Records supplied start

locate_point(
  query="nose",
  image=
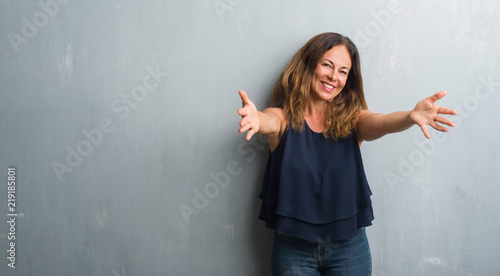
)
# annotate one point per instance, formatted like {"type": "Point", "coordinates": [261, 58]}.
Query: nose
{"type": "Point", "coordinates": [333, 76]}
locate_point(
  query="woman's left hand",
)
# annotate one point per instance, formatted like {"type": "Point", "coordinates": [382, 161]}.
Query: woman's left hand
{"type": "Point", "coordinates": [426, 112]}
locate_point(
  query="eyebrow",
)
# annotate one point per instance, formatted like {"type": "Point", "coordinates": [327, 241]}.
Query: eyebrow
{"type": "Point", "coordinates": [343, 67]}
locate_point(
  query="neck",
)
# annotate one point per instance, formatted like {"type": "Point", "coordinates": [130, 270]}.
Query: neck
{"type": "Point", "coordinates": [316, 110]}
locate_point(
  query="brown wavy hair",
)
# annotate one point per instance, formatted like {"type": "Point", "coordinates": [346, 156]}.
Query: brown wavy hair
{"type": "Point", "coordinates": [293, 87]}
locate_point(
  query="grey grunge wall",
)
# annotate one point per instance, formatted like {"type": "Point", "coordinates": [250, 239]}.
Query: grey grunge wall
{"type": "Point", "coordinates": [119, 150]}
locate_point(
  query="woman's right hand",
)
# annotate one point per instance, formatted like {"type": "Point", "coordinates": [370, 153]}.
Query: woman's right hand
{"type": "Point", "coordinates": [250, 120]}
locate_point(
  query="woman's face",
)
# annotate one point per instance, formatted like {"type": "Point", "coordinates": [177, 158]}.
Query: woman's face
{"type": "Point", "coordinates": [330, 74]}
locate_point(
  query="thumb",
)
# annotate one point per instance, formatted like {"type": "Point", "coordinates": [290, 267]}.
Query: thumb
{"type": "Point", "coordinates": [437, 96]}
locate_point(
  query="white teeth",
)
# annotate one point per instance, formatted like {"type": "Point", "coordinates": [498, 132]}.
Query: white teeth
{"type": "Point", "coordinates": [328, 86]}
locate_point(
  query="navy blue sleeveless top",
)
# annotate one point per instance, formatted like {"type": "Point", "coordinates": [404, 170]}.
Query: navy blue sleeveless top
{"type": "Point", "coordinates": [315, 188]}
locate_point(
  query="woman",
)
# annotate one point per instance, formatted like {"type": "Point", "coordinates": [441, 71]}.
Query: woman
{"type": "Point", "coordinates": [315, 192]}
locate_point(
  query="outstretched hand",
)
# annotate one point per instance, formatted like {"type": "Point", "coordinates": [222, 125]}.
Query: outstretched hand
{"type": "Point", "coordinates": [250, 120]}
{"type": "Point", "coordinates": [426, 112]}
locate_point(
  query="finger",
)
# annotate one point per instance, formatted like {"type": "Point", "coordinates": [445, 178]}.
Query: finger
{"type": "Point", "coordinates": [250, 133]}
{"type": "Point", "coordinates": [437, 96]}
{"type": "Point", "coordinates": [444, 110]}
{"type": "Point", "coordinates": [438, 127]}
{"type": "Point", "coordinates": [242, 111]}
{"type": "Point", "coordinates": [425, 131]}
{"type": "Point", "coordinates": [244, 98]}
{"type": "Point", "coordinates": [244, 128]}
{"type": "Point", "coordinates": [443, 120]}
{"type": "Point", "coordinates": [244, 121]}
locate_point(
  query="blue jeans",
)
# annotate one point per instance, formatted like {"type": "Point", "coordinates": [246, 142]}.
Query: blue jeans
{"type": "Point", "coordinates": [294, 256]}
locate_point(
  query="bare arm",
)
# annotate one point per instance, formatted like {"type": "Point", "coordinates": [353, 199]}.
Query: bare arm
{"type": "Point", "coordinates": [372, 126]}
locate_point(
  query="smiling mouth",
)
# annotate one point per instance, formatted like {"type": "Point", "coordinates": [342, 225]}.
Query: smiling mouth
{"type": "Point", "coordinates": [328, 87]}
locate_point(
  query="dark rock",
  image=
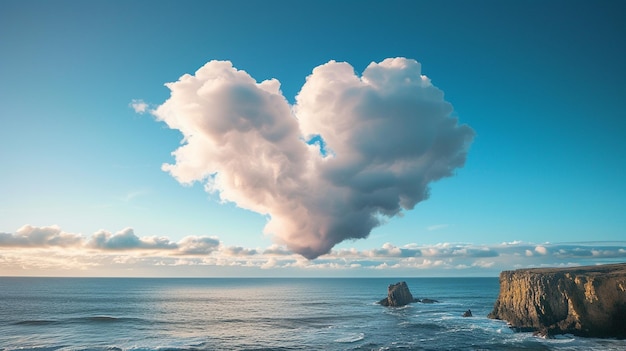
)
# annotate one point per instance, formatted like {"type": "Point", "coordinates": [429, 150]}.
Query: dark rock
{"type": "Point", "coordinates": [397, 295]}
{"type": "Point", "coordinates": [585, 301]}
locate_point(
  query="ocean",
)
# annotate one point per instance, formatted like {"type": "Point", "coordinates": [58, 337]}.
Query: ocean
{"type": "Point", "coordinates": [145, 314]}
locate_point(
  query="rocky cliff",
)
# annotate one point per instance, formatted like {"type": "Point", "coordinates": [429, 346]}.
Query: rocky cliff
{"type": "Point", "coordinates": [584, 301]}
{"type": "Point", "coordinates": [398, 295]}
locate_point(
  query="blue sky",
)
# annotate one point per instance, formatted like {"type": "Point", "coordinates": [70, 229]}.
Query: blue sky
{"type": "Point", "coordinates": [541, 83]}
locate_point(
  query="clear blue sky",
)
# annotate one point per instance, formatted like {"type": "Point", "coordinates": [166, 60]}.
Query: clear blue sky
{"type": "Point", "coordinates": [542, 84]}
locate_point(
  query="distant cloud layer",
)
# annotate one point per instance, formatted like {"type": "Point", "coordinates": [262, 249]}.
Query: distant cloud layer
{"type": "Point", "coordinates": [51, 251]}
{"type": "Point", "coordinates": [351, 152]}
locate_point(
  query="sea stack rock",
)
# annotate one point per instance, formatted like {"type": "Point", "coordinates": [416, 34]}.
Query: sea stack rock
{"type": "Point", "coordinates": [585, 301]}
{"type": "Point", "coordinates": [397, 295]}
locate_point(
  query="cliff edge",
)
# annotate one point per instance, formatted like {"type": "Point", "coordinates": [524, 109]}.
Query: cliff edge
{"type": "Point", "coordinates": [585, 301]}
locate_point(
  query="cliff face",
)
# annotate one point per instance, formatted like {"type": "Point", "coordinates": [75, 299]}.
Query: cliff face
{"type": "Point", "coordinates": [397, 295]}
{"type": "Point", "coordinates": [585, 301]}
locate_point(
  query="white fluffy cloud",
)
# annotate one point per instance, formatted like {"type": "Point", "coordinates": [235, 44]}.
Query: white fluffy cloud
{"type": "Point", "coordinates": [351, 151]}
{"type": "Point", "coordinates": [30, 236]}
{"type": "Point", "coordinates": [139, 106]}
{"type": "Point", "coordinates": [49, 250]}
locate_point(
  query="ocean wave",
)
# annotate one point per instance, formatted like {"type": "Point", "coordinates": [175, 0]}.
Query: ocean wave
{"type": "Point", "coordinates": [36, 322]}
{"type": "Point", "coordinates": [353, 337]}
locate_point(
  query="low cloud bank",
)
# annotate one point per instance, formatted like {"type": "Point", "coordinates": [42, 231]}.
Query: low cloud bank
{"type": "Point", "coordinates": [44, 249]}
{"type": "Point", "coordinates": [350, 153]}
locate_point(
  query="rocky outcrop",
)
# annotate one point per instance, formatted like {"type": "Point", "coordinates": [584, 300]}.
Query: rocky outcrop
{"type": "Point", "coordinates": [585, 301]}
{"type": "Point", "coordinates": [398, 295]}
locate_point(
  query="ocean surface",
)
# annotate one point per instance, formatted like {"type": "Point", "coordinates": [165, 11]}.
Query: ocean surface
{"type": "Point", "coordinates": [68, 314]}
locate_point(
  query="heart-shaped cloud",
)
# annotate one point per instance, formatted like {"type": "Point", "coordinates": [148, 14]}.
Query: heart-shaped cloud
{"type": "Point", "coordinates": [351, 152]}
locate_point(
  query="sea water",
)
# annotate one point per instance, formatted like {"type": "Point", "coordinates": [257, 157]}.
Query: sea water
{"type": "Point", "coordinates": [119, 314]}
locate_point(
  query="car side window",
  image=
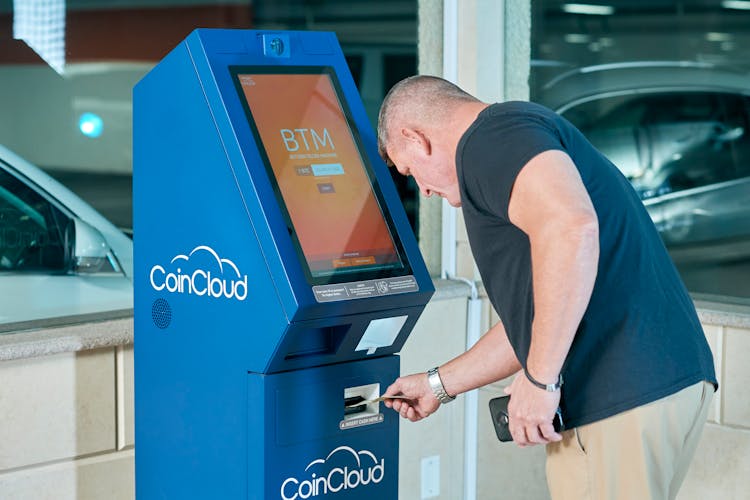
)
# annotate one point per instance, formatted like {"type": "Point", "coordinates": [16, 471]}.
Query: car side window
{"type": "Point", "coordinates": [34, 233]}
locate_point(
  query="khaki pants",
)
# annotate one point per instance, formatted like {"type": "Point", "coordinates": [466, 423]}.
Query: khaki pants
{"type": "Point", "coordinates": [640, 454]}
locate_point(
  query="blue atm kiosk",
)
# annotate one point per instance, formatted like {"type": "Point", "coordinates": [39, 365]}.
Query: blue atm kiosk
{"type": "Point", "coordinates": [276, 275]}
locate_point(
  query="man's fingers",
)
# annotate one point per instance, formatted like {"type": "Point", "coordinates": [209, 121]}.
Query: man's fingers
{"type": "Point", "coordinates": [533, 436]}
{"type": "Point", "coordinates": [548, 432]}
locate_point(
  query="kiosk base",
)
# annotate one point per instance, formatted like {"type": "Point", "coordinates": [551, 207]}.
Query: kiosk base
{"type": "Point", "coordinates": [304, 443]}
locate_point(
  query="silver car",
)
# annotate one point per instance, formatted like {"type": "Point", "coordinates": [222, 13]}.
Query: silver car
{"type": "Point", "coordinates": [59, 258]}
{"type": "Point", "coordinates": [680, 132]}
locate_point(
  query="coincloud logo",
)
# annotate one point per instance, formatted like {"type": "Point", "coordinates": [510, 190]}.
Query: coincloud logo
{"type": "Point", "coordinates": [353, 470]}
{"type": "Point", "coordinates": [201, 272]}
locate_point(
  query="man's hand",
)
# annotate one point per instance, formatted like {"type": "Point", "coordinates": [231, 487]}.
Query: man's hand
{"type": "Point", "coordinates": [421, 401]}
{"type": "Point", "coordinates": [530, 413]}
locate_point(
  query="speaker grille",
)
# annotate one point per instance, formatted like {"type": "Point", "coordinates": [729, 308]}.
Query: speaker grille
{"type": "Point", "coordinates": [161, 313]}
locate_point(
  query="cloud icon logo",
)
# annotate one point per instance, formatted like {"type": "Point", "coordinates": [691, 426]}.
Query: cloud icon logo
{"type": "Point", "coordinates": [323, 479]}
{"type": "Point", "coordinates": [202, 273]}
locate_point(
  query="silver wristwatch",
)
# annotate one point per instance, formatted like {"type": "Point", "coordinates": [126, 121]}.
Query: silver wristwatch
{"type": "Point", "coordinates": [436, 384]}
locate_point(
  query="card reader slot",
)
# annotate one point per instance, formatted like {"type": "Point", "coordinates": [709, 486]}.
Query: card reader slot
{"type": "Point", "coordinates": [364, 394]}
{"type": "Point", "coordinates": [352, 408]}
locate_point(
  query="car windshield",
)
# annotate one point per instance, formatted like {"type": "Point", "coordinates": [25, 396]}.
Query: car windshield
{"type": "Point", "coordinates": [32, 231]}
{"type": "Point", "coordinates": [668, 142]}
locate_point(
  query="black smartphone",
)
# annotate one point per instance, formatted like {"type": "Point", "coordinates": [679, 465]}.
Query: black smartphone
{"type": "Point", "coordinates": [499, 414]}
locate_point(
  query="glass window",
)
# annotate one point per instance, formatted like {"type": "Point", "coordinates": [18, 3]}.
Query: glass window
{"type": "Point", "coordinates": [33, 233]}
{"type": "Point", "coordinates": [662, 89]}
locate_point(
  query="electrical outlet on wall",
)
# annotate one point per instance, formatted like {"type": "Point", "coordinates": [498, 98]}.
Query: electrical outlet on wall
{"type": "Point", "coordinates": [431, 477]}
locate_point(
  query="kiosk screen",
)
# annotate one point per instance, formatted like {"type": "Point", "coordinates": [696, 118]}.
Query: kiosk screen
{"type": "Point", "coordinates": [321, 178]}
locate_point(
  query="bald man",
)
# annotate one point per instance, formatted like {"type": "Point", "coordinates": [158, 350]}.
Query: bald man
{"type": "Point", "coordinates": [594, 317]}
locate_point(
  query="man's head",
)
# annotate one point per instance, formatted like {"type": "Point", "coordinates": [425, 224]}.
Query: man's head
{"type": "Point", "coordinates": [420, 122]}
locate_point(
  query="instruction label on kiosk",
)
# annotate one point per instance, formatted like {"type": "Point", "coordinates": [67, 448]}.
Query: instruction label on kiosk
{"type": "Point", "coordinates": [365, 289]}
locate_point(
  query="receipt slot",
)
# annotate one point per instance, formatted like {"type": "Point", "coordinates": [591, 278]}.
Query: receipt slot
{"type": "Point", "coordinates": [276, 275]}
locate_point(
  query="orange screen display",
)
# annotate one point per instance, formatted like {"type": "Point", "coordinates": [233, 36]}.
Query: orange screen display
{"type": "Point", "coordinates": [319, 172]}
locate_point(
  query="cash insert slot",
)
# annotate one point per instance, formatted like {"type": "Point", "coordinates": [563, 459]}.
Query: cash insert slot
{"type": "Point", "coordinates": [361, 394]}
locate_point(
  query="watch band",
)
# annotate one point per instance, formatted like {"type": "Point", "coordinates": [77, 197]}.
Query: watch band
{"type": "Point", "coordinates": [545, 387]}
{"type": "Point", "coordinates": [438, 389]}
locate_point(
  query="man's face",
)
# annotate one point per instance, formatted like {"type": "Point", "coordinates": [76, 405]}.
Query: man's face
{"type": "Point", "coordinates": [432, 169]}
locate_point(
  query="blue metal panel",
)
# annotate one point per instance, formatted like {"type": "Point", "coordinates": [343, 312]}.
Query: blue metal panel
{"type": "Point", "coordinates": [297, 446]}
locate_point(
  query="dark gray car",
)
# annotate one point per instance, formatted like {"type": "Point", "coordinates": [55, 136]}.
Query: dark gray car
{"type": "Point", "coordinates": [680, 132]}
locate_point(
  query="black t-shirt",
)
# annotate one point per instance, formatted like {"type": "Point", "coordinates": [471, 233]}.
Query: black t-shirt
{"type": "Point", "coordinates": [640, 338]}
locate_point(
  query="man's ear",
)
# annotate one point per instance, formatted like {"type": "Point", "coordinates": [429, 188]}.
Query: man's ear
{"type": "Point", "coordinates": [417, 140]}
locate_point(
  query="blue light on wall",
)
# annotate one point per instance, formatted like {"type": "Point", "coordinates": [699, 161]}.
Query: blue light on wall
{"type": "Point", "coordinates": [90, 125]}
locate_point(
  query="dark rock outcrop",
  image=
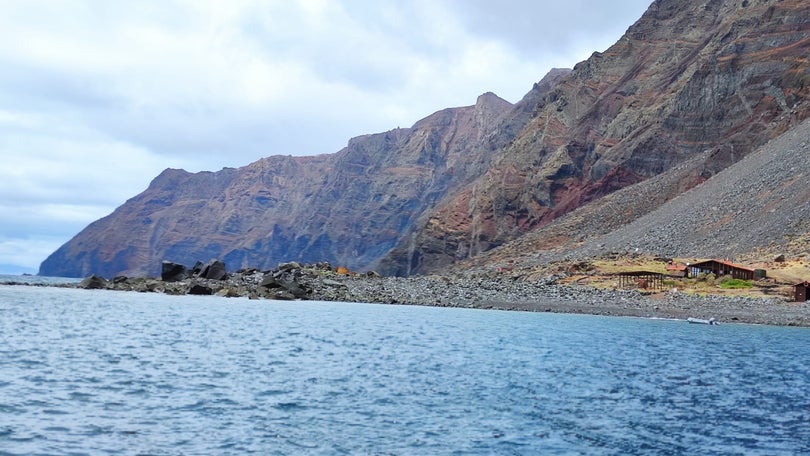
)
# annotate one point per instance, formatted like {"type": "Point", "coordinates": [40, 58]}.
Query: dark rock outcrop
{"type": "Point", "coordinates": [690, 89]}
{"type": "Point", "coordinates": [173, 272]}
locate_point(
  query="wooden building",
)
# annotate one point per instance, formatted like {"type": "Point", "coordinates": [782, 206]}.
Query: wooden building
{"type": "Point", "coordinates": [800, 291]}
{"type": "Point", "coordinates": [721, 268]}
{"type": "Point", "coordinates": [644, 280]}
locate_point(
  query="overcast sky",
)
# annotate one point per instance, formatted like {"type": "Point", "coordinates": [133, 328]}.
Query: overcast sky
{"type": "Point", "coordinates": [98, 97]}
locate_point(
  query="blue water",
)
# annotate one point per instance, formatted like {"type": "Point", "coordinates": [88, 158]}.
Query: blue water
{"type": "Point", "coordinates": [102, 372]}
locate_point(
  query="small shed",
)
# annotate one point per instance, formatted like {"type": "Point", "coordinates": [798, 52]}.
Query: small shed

Records supplied end

=== Exercise directions ===
Find each line in the records above that contains the string "heart" and copy those lines out. Treat uppercase and lowercase as different.

=== Task output ===
  query="heart-shaped cloud",
Query: heart-shaped cloud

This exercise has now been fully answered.